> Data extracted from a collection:
┄┄┄┄┄┄┄┄┄┄┄┄┄┄┄┄┄┄┄┄
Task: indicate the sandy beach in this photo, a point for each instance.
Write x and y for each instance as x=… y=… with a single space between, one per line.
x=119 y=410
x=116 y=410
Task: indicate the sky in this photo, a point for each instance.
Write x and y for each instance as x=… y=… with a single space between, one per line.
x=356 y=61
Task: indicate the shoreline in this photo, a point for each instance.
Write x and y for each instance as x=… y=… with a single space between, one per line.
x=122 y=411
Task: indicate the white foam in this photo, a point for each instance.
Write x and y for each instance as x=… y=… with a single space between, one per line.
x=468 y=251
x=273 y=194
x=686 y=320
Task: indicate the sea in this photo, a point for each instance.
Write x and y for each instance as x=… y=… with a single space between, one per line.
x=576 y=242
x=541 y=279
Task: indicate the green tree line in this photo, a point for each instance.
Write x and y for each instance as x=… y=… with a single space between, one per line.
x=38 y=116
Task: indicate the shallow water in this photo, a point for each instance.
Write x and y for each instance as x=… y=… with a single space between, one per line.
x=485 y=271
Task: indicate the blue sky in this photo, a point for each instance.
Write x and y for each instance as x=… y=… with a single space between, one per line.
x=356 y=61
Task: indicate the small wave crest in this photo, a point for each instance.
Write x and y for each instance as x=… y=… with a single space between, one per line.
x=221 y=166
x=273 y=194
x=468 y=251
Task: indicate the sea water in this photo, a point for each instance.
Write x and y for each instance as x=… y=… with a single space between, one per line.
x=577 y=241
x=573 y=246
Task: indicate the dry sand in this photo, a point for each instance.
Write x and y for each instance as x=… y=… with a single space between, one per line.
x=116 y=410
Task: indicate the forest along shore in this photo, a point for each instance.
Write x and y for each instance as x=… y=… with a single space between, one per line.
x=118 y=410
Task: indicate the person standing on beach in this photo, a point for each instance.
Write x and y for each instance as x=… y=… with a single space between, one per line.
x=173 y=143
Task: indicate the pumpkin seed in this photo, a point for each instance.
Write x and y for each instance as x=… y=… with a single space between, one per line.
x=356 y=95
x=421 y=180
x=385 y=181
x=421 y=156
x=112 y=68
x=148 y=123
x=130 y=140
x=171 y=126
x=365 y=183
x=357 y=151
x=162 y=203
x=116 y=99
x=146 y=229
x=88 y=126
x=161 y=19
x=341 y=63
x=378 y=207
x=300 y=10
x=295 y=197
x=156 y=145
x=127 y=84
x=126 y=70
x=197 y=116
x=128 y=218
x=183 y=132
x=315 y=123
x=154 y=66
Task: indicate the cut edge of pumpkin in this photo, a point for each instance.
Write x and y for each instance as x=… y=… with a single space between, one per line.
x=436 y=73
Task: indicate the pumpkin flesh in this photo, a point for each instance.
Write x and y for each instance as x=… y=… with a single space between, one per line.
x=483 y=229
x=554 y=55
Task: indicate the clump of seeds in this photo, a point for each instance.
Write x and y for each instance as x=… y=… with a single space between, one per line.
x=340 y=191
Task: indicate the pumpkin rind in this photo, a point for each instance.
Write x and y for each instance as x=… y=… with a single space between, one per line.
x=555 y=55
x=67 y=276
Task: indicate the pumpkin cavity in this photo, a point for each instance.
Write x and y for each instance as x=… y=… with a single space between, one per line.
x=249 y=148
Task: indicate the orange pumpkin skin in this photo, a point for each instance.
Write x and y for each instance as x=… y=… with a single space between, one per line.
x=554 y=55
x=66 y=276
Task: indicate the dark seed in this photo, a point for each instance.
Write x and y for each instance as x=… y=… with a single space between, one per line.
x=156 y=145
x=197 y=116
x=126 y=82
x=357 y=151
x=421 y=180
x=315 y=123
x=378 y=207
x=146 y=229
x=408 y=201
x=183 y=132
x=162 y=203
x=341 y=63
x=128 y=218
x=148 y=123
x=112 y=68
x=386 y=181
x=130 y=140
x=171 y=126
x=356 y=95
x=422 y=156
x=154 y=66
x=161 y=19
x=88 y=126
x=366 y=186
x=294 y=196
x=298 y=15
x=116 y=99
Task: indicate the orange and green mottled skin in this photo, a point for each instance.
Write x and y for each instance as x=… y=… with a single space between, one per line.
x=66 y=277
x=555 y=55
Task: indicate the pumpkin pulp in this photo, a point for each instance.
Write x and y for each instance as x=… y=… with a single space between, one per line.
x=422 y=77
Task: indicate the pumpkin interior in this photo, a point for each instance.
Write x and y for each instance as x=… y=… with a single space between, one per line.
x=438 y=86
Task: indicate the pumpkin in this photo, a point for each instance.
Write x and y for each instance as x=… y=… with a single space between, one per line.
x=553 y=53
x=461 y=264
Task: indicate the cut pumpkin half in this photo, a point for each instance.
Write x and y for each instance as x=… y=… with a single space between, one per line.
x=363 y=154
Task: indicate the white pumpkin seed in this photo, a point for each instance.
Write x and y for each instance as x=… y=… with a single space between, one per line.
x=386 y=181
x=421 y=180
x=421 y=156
┄┄┄┄┄┄┄┄┄┄┄┄┄┄┄┄┄┄┄┄
> Task statement:
Recast every line of the entries above as a numbered list, omitting blank lines.

> Worked answer:
1. Task: indicate the sandy beach in this photo, a point for each instance.
2. Write x and y for each instance as x=… y=… with a single space between, one per line.
3. x=119 y=410
4. x=116 y=410
5. Task: indicate the sky in this photo, a point for each instance.
6. Write x and y for each instance as x=… y=… with a single space between, one per line.
7. x=356 y=61
8. Task: indicate the shoreline in this photo, a point for each instance.
9. Write x and y for each instance as x=… y=… with a single space between, one per line.
10. x=122 y=411
11. Task: indicate the white foam in this photo, a point for each instance.
12. Write x and y for each instance as x=… y=… with a single space between, one per line.
13. x=468 y=251
14. x=273 y=194
15. x=686 y=320
16. Task: indicate the sea in this photo, a point for each instance.
17. Write x and y for each instance as x=… y=… with a single space between, one per line.
18. x=576 y=242
19. x=541 y=279
20. Task: indicate the green tree line in this photo, a point for each instance.
21. Write x and y for each instance as x=… y=… with a single space between, one per line.
22. x=38 y=116
23. Task: indicate the shallow water in this photo, a point for each instance.
24. Write x and y for each instance as x=… y=… with a single space between, one per line.
25. x=485 y=271
26. Task: indicate the blue sky in this photo, a point for each instance.
27. Write x and y for each instance as x=… y=… with a single space between, one per line.
28. x=356 y=61
29. Task: indicate the small wave crest in this photo, a point for each instance.
30. Write x and y for each instance as x=… y=… with a single space between, one per line.
31. x=221 y=166
32. x=273 y=194
33. x=468 y=251
34. Task: indicate the sea water in this photo, a point for each instance.
35. Write x and y for each instance as x=… y=… with a single space between, one per line.
36. x=577 y=241
37. x=573 y=246
38. Task: indicate the dry sand in this photo, a point for each instance.
39. Write x and y for each instance as x=… y=… with a single space between, one per line.
40. x=116 y=410
41. Task: indicate the forest along shore in this photo, a point for each instance.
42. Write x and y for each instance as x=… y=… with a single space between, one per line.
43. x=118 y=410
44. Task: indicate the person standing on beach in this photo, a point for each instance.
45. Write x and y for each instance as x=… y=… with a single space between, one per line.
46. x=173 y=143
47. Task: indicate the pumpkin seed in this photo, a point for each instance.
48. Write x and y for each instance as x=… y=… with a single space between, one per line.
49. x=356 y=95
50. x=421 y=180
51. x=385 y=181
52. x=421 y=156
53. x=112 y=68
54. x=148 y=123
55. x=130 y=140
56. x=171 y=126
57. x=365 y=183
58. x=357 y=151
59. x=162 y=203
60. x=116 y=99
61. x=146 y=229
62. x=88 y=126
63. x=161 y=19
64. x=341 y=63
65. x=378 y=207
66. x=300 y=10
67. x=295 y=197
68. x=156 y=145
69. x=127 y=84
70. x=126 y=70
71. x=197 y=116
72. x=128 y=218
73. x=183 y=132
74. x=315 y=123
75. x=154 y=66
76. Task: indicate the cut edge of pumpkin in this photo, a point for each instance.
77. Write x and y for each instance as x=… y=… with a single space between, one per line.
78. x=436 y=73
79. Task: indicate the pumpkin flesh in this photo, a point for each instance.
80. Write x and y for each instance as x=… y=… with a single space between, one per line.
81. x=483 y=229
82. x=554 y=55
83. Task: indicate the clump of seeds in this photo, a point for each instance.
84. Write x and y for each instance as x=… y=… with a single space between, one per line.
85. x=340 y=191
86. Task: indicate the pumpkin rind in this photo, a point for each instance.
87. Write x and y for each instance as x=… y=… with a single space between, one per line.
88. x=555 y=55
89. x=67 y=276
90. Task: indicate the pumpkin cavity in this photo, a point for each instance.
91. Write x and y for each instance as x=… y=… with a single space between, one per line.
92. x=249 y=148
93. Task: indicate the orange pumpkin skin in this photo, a point for each instance.
94. Write x and y for each instance as x=… y=… with a single space between, one per line.
95. x=554 y=55
96. x=66 y=276
97. Task: indicate the dark seed in this photo, a point for each instance.
98. Write x and y for each instance as x=… y=… with a single space between, one per line.
99. x=156 y=145
100. x=197 y=116
101. x=126 y=82
102. x=357 y=151
103. x=421 y=180
104. x=315 y=123
105. x=378 y=207
106. x=146 y=229
107. x=408 y=201
108. x=183 y=132
109. x=162 y=203
110. x=341 y=63
111. x=128 y=218
112. x=148 y=123
113. x=112 y=68
114. x=386 y=181
115. x=130 y=140
116. x=171 y=126
117. x=356 y=95
118. x=422 y=156
119. x=154 y=66
120. x=161 y=19
121. x=88 y=126
122. x=366 y=186
123. x=294 y=196
124. x=298 y=15
125. x=116 y=99
126. Task: indicate the orange and green mottled skin in this photo, a point for each instance.
127. Write x and y for each instance as x=… y=… with a single space between, one per line.
128. x=66 y=277
129. x=555 y=55
130. Task: indicate the pumpkin pulp in this photo, a point for each instance.
131. Write x and y for each instance as x=… y=… with a single space between, one per line.
132. x=422 y=77
133. Task: indicate the pumpkin interior in this photo, a point for each instance.
134. Write x and y for each instance as x=… y=… with a single space between, one per line.
135. x=438 y=86
136. Task: indicate the pumpkin in this photo, a point for each instance.
137. Write x and y for each instance as x=… y=… with a single space between, one per line.
138. x=553 y=53
139. x=461 y=264
140. Task: indicate the cut pumpkin half in this photo, a point for each instance.
141. Write x and y for each instance as x=… y=… with a single space between, one per line.
142. x=363 y=154
143. Task: indicate the white pumpkin seed in this photo, a point for each instance.
144. Write x and y for each instance as x=… y=… with a single space between, one per line.
145. x=386 y=181
146. x=421 y=180
147. x=421 y=156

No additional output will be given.